## START

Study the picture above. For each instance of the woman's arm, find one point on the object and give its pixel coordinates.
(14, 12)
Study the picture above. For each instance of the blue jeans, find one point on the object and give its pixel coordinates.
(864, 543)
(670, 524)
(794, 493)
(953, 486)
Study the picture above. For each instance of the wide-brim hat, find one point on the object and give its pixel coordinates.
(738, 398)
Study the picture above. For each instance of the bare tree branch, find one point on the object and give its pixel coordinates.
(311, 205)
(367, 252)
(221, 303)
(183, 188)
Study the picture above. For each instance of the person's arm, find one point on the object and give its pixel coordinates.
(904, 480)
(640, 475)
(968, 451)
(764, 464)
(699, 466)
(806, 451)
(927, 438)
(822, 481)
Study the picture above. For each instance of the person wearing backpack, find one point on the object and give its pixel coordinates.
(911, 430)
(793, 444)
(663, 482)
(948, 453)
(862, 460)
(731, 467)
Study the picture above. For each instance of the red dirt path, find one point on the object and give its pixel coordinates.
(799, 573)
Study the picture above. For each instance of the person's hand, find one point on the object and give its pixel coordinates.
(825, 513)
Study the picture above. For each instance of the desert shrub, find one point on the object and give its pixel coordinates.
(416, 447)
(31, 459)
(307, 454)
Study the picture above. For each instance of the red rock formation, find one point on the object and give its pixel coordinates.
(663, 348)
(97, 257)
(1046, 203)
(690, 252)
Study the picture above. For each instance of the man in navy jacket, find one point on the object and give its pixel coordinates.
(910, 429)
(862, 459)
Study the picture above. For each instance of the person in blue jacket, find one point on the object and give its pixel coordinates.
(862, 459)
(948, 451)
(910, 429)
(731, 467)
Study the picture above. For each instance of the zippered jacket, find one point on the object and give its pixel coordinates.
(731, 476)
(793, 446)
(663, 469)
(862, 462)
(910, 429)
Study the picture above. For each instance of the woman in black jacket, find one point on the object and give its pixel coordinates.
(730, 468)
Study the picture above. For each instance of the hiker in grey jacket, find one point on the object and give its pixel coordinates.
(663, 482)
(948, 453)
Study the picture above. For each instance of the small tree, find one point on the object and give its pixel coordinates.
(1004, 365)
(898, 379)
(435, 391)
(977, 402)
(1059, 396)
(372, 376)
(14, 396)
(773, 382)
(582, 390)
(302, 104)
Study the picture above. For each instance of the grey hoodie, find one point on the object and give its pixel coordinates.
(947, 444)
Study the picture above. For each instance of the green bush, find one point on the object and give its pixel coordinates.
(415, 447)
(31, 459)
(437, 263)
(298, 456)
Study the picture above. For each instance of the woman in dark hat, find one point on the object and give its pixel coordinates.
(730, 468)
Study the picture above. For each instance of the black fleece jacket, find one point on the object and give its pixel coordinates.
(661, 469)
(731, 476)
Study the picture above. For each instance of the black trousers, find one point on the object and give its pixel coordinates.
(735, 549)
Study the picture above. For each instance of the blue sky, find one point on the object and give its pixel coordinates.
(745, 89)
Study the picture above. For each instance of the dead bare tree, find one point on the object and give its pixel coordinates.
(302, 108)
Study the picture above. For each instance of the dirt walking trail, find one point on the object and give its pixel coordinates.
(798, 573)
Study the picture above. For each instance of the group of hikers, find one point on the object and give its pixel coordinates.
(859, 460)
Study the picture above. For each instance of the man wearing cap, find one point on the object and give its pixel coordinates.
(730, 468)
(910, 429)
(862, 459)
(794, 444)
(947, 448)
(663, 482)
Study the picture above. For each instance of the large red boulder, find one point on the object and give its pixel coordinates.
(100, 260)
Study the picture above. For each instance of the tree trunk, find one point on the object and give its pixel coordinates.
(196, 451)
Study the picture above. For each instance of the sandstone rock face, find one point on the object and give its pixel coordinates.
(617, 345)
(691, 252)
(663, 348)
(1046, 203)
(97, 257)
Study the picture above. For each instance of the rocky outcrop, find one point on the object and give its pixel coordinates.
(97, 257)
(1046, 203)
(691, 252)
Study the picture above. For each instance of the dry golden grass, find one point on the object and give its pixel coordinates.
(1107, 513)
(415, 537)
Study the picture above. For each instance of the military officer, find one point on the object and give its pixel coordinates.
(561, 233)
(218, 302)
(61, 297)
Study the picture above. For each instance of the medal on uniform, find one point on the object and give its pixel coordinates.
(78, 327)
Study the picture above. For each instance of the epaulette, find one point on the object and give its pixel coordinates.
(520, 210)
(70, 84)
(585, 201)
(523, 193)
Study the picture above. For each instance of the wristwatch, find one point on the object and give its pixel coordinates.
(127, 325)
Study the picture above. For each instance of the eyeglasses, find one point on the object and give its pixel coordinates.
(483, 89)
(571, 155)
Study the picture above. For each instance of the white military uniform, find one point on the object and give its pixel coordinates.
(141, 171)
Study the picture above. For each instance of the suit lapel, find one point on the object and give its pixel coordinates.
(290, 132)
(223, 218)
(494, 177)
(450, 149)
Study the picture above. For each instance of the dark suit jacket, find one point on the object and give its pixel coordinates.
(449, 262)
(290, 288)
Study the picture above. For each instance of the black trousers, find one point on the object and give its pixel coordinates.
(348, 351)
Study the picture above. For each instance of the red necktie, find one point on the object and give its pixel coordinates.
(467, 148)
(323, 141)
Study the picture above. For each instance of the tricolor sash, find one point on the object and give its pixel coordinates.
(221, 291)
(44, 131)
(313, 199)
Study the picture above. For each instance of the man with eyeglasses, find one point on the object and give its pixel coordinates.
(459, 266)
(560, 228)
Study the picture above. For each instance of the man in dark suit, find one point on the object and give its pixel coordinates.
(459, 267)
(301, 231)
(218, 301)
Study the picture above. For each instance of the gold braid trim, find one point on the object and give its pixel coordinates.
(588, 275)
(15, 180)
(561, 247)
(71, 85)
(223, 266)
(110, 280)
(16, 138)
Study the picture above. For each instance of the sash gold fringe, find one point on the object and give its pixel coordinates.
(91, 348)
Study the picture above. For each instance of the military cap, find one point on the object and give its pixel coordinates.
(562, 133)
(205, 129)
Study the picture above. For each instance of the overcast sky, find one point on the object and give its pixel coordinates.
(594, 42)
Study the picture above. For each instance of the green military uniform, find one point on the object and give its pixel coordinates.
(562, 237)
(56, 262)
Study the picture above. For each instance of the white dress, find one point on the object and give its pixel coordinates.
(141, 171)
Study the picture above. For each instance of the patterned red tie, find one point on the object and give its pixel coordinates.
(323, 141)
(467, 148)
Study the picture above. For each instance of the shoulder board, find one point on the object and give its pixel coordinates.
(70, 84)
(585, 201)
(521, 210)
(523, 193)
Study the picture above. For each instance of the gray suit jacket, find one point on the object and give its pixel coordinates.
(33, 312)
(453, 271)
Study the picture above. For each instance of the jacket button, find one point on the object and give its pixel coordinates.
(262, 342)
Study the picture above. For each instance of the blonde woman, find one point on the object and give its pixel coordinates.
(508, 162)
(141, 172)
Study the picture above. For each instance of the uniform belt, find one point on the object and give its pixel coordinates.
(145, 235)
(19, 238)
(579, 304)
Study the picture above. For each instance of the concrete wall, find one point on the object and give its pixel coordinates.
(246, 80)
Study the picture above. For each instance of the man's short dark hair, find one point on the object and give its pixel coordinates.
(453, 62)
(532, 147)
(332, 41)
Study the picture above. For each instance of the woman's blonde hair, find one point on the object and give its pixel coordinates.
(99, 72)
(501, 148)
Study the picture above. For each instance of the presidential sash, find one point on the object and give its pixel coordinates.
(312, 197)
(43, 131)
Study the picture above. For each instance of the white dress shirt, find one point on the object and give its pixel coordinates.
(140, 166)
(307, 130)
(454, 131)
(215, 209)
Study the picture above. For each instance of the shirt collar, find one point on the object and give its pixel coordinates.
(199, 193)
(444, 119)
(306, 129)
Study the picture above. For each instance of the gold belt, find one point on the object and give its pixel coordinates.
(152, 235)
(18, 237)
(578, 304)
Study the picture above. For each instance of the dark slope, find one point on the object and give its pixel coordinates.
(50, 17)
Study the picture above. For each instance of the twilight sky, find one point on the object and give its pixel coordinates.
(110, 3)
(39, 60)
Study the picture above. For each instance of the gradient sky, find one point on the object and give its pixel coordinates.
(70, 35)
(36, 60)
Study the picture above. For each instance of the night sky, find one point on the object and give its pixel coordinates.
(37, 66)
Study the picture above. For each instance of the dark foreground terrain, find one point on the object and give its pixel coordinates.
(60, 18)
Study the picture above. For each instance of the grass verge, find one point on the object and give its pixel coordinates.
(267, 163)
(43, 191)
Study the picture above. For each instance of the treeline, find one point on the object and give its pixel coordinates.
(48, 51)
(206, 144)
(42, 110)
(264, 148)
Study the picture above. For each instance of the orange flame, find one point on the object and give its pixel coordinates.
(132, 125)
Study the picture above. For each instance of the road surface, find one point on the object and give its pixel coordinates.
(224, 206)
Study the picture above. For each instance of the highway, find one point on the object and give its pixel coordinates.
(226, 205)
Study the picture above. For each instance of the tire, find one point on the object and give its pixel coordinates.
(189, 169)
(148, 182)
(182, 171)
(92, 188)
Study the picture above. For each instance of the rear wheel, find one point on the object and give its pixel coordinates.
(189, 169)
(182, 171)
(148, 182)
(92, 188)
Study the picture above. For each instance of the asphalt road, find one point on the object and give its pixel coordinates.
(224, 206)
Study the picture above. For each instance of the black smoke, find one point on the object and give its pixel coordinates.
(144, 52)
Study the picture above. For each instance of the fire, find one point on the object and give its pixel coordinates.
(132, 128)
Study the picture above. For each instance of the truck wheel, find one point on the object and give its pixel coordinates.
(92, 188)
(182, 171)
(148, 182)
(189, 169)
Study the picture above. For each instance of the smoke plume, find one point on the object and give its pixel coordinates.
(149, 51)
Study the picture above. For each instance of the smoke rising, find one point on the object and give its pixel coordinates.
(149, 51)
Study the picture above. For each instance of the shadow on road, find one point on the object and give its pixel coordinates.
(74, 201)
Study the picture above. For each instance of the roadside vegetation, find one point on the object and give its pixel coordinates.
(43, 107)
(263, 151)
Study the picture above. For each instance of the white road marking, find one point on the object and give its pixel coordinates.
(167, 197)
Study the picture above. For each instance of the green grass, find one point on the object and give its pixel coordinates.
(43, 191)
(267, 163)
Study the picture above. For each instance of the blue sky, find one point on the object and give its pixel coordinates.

## END

Copy out the records again, word for word, from the line containing "Study the picture above. For each instance of the white road" through the end of the records, including both ends.

§ Written solution:
Study the picture above. For each instance of the white road marking, find one point on the object and give its pixel coordinates.
(167, 197)
Study the picture above. For each instance of the green grass, find one point on the object and give its pixel coordinates.
(43, 191)
(267, 163)
Study the picture above. For each instance of the blue sky, find one point on the object and give its pixel coordinates.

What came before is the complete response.